*Task to carry out:*
Each line below should be restated exactly, with nothing dropped.

Records from a data collection:
-----

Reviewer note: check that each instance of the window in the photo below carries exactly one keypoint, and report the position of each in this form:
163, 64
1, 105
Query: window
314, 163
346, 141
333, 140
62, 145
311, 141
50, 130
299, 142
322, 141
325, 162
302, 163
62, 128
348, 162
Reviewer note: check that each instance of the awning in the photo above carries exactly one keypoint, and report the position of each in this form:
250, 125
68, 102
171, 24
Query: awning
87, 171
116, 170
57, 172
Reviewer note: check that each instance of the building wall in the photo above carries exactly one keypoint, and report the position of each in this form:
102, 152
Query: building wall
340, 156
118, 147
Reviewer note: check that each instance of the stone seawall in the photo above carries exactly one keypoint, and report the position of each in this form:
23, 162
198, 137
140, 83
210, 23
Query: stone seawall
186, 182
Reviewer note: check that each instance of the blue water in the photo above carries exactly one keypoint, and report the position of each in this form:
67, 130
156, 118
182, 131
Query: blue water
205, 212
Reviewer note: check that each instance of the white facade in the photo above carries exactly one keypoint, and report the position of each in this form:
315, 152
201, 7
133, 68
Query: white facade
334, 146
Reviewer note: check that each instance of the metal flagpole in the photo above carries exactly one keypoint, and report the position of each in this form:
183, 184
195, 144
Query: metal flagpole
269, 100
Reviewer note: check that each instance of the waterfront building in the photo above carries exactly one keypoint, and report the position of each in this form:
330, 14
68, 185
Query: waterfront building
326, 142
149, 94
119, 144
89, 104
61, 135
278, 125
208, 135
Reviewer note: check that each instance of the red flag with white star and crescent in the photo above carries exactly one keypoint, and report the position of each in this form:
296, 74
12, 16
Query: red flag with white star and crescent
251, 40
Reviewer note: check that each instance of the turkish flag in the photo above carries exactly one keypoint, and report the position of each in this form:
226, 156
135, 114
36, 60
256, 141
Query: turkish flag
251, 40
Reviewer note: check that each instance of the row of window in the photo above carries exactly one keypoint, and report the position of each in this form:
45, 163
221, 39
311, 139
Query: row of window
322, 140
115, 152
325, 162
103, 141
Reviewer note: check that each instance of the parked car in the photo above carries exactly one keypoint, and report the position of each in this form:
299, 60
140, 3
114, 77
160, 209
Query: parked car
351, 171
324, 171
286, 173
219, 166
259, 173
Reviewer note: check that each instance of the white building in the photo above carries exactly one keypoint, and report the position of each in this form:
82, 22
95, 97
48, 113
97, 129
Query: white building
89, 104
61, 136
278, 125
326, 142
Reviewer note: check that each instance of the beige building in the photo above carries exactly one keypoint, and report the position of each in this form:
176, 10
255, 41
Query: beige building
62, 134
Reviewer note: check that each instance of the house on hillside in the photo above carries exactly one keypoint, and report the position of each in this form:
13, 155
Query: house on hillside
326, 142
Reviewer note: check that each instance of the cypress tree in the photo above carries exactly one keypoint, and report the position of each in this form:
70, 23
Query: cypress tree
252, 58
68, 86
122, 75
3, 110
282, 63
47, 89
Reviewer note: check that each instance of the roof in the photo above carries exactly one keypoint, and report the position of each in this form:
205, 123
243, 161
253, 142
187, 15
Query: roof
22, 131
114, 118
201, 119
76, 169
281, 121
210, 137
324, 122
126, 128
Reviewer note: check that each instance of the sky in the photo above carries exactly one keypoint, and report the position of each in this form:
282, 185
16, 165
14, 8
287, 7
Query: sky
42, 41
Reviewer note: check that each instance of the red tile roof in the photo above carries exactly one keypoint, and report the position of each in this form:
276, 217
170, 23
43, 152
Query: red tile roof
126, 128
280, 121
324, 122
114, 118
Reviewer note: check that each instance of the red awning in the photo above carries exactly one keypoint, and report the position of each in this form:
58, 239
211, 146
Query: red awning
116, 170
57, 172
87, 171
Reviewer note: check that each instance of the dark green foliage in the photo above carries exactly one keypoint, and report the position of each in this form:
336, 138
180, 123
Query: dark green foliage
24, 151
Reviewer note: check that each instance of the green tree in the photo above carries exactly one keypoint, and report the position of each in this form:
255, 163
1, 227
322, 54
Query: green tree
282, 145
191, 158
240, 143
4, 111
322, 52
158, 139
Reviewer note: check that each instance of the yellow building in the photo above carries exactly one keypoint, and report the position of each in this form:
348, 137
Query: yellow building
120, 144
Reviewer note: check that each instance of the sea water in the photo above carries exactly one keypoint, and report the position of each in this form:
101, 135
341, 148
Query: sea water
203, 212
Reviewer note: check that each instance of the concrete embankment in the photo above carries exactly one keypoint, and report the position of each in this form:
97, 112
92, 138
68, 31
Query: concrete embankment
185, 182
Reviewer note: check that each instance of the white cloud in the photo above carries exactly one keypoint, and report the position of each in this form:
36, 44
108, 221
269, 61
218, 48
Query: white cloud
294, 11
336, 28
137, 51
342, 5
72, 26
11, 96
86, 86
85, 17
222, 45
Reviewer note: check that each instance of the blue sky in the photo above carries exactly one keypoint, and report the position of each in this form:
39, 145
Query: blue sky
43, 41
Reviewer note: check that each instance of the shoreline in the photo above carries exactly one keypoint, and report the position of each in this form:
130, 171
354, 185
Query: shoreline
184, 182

-----

*Answer below:*
Reviewer note: check that each instance of the window in the photo below carries exactly one keypoint, and report the position of each in this form:
163, 64
1, 105
Query: window
314, 163
346, 141
333, 140
62, 145
311, 141
50, 130
299, 142
322, 141
325, 162
302, 163
62, 128
348, 162
Reviewer note: check that each instance of the awning in the photo above carries exactly one keypoint, and report the position of each in this form:
250, 125
68, 102
171, 24
Query: awning
87, 171
116, 170
57, 172
Reviewer note: check that each instance of the building wall in the photo above carries exactly one keypoint, and report the position of each in this form:
102, 152
Query: building wall
340, 156
118, 147
Reviewer note: check that each instance of the stone seawall in the photo above carries exactly one keypoint, and report the position of each in this form:
23, 162
198, 137
140, 83
210, 23
Query: stone seawall
186, 182
Reviewer note: check that each instance of the blue water in the photo above carries exactly one keypoint, and report the position of each in this form:
67, 130
156, 118
182, 131
Query: blue water
205, 212
Reviewer note: check that each instance of the white facade in the photo above carries exactly one keypoint, and report the position of each in this form:
315, 152
201, 7
133, 68
Query: white facade
334, 146
Reviewer note: check that each instance of the metal flagpole in the photo above carries exactly one keypoint, and report the position of each in this form:
183, 184
195, 144
Query: metal flagpole
269, 100
Reviewer note: check that each instance of the waterfront building in the photo above carries exactly one keypoint, and report the position of each in this form:
330, 14
68, 185
Query: waterfront building
326, 142
149, 94
119, 144
89, 104
61, 135
278, 125
208, 135
Reviewer note: check that each instance of the red flag with white star and crescent in the photo above carries exactly one keypoint, and report the position of each in this form:
296, 74
12, 16
Query: red flag with white star and crescent
251, 40
Reviewer note: check that each instance of the turkish flag in the photo above carries exactly one keypoint, and report the position of each in this form:
226, 156
135, 114
36, 60
256, 141
Query: turkish flag
251, 40
Reviewer note: check that each instance of the row of window in the photo above carries exactly one keypoint, and report the position of each in this form:
45, 163
221, 39
311, 139
Query: row of window
322, 140
115, 152
325, 162
103, 141
Reviewer note: check that each instance of the parked car in the photo above carries exactly one keypoint, and report the position of each in this form:
299, 60
140, 3
114, 77
160, 209
Query: parked car
351, 171
324, 171
286, 173
219, 166
259, 173
Reviewer note: check that each instance of the white building in the photo above carries exactly one keypoint, and report the position of each in this form:
82, 22
95, 97
48, 113
97, 129
Query: white building
89, 104
61, 136
278, 125
326, 142
Reviewer note: check that each instance of the beige building in the photo above carries exactly one keypoint, and report the position of each in this form:
176, 10
255, 41
Query: beige building
62, 134
Reviewer note: check that each instance of the house on hillside in the photo above carries exactly one keypoint, and report the position of each in this form:
13, 155
Query: house on hillside
326, 142
Reviewer note: check that each instance of the cypress tree in the photo above carries exactly one keypoint, and report the position of each in this form:
70, 23
Query: cypress tree
252, 58
68, 86
122, 75
3, 110
282, 63
47, 89
Reviewer note: check that each instance of the roof in the photo above carries exactly one keypoint, and report the position of each in this form:
205, 123
243, 161
253, 142
187, 15
Query: roof
22, 131
114, 118
201, 119
76, 169
281, 121
210, 137
324, 122
126, 128
Reviewer note: check that each instance of the sky in the photo above carries exactly one keypoint, and report the position of each in this form:
282, 185
16, 165
14, 8
287, 7
Query: sky
42, 41
Reviewer note: check that each instance of the red tile roof in the photo above carries exactly one keypoint, and report the position of each in this form:
276, 217
170, 23
43, 152
Query: red tile roof
126, 128
280, 121
324, 122
114, 118
Reviewer note: check that each instance of the red awning in the photo above carries exactly one keypoint, and report the position of each in this form:
58, 239
211, 146
Query: red awning
116, 170
57, 172
87, 171
Reviewer note: check that each instance of the dark green foliage in the photo above carries exactly one keypoint, and report the position of each in this form:
336, 138
180, 123
Query: dark green foliage
24, 151
Reviewer note: check that each instance of the green tree in the photo above carries exactly one keypoint, and report the position of each in this form:
255, 163
1, 227
322, 54
Query: green tree
282, 145
191, 158
240, 143
4, 111
322, 52
158, 139
Reviewer note: check that each instance of the yellow building in the photo above carries exactly one keypoint, and report the position of each in this form:
348, 137
Query: yellow building
120, 144
Reviewer note: check that each instance of the sea water in the photo above carries exactly one keypoint, and report the position of each in this form:
101, 135
341, 148
Query: sea water
203, 212
Reviewer note: check that each instance of the concrete embankment in the photo above carries exactly one keypoint, and report the position of each in this form:
97, 112
92, 138
68, 31
Query: concrete embankment
185, 182
Reviewer note: check that each instance of the white cloud in the photo above carries exactly one keypoint, and report the position of each in this form:
36, 44
108, 221
269, 61
218, 48
Query: white cloud
294, 11
336, 28
137, 51
342, 5
72, 26
11, 96
86, 86
85, 17
222, 45
Reviewer note: check that each instance of the blue sky in the photo above carries exactly one keypoint, and report the position of each in this form:
39, 145
Query: blue sky
43, 41
Reviewer note: check that each instance of the shoreline in the photo above carries exactly one keypoint, and report the position of each in this form:
130, 171
354, 185
Query: shoreline
184, 182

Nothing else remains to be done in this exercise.